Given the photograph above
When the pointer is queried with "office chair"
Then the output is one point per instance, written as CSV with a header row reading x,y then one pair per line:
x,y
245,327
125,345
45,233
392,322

---

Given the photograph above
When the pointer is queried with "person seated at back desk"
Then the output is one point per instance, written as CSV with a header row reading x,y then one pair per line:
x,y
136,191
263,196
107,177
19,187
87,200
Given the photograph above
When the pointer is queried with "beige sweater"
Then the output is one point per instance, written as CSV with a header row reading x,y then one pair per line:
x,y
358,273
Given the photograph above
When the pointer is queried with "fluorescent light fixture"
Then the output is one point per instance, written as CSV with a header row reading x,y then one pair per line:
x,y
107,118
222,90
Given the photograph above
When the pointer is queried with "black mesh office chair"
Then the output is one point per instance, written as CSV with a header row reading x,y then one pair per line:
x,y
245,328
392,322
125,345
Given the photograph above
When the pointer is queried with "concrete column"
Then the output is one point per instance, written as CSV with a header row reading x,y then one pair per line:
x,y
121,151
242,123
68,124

--

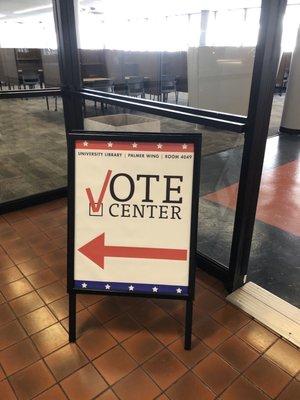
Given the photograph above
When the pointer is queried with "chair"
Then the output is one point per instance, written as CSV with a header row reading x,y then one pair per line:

**WHAT YOU HAVE TO DO:**
Write out every line in the data that holds the string "When".

**TASK ANSWER:**
When the pointer is queried with "office chair"
When the pointer is queried with "person seated at back desk"
When the pointer is queried with "beige sweater"
When the pointer is queried with "fluorescent light fixture"
When the pointer is queried with "black mesh office chair"
When the pointer is queried with "concrete column"
When the pointer is queried with "chair"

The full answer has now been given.